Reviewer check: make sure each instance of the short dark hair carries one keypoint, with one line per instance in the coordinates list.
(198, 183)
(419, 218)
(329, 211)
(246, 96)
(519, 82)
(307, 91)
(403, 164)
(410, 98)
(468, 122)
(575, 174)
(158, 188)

^^^^

Output every line of the records above as a JSON list of strings, one string per line, skipping any blank lines.

[
  "Reviewer check: make sure each instance of the short dark hair carries one keypoint, with one line per instance in the coordinates list.",
  "(198, 183)",
  "(419, 218)",
  "(329, 211)",
  "(246, 96)",
  "(519, 82)",
  "(307, 91)",
  "(403, 164)",
  "(410, 98)",
  "(468, 122)",
  "(575, 174)",
  "(158, 188)"
]